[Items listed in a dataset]
※ ※ ※

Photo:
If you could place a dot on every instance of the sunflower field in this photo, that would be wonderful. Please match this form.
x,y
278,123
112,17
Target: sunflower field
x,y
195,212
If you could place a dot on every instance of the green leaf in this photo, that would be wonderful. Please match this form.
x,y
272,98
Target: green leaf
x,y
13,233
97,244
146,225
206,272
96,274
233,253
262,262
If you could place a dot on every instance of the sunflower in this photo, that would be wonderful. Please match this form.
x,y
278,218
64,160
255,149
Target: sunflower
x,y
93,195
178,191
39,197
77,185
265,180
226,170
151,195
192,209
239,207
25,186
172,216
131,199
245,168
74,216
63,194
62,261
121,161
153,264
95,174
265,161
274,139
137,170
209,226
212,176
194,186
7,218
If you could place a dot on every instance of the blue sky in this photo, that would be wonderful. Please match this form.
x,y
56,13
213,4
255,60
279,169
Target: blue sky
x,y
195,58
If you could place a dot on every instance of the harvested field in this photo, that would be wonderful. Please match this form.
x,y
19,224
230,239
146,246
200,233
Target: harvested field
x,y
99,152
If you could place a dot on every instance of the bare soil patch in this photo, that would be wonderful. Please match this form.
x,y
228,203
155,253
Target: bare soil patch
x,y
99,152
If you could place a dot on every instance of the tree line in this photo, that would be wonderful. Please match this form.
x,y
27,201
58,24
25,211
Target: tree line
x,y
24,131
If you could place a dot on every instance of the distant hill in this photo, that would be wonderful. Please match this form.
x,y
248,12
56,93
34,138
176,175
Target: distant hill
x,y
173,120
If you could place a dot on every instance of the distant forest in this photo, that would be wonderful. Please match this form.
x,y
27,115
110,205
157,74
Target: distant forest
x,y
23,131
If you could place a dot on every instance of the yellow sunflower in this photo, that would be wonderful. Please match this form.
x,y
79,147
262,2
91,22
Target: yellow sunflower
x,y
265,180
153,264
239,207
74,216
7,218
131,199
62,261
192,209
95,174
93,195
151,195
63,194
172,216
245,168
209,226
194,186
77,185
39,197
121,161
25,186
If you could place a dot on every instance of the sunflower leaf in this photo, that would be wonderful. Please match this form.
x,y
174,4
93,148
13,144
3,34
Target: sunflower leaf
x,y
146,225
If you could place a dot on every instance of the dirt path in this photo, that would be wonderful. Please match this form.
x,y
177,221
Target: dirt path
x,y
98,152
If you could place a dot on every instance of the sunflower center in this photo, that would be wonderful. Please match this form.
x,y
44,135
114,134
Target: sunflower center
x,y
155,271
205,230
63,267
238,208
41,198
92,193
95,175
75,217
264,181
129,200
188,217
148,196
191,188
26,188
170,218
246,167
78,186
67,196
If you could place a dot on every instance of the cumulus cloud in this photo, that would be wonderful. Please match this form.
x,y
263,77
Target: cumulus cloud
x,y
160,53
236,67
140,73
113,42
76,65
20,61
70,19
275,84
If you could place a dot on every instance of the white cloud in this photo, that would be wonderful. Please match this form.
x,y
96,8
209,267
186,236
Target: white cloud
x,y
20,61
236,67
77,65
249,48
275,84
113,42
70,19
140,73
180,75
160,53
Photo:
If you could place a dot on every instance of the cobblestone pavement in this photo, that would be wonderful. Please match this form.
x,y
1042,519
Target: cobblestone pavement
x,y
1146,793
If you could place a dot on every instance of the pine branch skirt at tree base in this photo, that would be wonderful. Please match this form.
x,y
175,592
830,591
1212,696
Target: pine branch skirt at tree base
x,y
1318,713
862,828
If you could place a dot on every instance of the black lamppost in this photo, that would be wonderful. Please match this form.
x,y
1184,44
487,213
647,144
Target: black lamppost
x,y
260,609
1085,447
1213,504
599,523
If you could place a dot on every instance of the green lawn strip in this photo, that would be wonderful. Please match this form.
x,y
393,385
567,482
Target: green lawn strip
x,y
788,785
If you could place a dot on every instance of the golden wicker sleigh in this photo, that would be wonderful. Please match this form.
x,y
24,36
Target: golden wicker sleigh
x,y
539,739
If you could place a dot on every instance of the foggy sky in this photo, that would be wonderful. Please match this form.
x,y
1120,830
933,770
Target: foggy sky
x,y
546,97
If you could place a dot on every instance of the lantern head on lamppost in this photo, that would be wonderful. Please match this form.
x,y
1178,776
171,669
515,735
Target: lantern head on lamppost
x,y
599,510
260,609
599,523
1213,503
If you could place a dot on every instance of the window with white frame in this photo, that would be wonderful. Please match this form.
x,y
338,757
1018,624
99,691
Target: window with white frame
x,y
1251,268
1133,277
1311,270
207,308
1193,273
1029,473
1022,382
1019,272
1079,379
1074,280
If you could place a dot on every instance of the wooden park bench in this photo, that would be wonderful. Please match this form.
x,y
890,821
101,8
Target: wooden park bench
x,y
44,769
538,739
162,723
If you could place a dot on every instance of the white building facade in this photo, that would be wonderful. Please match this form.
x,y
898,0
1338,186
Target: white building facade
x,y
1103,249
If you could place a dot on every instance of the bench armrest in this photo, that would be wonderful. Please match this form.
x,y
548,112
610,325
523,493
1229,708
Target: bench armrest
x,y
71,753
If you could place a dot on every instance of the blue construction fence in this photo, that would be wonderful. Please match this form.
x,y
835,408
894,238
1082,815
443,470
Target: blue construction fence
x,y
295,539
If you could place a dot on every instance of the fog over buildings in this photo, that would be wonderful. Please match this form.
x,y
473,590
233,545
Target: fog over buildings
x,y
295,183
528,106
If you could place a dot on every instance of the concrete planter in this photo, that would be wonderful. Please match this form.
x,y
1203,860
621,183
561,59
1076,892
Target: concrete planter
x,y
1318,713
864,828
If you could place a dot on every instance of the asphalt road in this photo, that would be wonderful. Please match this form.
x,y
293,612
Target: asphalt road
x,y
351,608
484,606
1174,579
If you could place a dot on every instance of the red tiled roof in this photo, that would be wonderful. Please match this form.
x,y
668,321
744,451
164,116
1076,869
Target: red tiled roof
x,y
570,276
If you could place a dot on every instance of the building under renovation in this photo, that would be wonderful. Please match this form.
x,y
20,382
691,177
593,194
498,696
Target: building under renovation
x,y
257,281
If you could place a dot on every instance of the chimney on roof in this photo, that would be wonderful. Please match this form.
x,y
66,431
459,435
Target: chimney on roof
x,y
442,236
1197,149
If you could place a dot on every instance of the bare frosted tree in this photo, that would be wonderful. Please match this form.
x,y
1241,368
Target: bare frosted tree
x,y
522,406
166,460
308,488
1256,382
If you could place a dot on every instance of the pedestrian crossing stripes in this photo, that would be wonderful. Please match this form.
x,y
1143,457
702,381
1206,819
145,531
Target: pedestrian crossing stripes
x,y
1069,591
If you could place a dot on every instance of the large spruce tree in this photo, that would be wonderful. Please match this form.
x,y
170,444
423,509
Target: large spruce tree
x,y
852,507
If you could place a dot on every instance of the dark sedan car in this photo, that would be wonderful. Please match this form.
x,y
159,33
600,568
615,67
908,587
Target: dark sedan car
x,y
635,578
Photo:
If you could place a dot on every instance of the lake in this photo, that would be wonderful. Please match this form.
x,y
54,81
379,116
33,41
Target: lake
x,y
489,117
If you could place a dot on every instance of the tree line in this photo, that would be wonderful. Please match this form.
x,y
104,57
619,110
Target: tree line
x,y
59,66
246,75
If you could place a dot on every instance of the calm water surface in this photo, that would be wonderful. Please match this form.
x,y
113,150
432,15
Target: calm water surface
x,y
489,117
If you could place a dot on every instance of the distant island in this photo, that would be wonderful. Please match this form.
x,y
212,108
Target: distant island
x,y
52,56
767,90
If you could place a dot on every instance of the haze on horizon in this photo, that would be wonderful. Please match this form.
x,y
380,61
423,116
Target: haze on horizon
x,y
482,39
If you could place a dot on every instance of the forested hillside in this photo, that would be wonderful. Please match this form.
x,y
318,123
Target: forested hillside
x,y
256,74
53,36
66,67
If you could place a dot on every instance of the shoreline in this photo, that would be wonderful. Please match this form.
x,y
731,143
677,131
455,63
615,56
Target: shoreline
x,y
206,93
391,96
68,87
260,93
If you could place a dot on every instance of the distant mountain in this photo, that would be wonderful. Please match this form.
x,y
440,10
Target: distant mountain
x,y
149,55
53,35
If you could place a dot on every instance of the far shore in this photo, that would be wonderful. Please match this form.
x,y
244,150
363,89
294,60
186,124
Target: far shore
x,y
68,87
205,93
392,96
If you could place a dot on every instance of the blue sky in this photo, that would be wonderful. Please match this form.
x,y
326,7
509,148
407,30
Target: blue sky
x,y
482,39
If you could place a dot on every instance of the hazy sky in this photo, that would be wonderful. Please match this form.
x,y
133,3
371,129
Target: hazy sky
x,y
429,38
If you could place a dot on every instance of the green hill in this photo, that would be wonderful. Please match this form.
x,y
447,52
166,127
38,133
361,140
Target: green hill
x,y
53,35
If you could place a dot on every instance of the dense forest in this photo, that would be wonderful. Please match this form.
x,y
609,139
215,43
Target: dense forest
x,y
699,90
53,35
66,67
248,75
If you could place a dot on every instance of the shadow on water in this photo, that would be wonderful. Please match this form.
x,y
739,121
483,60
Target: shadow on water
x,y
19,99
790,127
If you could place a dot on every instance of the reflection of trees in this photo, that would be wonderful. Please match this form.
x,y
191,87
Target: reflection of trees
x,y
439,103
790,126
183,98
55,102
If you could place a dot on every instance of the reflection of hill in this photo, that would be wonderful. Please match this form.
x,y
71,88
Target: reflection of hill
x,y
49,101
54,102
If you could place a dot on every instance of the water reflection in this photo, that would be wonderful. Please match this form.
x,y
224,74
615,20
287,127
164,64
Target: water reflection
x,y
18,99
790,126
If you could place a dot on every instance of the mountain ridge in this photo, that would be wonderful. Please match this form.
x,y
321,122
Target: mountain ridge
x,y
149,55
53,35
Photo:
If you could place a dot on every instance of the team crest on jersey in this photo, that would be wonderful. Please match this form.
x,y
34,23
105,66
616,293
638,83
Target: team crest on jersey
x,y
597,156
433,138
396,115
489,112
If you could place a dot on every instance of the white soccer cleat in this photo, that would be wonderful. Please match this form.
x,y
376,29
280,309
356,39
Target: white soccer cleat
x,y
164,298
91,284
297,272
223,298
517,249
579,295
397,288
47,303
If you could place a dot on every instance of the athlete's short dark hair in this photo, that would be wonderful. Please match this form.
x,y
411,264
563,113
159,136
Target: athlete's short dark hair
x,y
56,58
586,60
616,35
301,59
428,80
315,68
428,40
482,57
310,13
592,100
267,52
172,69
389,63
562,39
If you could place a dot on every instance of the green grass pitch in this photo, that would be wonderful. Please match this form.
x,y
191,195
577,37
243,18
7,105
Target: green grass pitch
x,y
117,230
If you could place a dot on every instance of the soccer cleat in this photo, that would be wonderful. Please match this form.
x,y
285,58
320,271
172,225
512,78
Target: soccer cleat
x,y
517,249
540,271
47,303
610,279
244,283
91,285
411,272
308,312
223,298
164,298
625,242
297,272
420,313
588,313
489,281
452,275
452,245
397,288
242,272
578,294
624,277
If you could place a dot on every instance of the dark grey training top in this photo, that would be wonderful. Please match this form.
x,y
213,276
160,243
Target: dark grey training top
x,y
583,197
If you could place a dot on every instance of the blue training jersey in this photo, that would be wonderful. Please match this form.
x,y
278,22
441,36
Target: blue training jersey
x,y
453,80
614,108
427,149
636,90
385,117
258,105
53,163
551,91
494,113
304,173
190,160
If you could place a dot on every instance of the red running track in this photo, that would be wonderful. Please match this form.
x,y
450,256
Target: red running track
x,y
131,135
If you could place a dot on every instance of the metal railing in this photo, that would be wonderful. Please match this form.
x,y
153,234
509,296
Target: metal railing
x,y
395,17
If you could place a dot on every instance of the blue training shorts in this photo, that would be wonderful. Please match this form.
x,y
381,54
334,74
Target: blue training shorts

※ ※ ※

> **ACTIVITY**: Show each line in the entries that holds the string "shorts".

> **RESULT BELOW**:
If you could place a dot on every instance of the blue training shorts in this photo, that would be wonderful. Please match this form.
Target: blue training shorts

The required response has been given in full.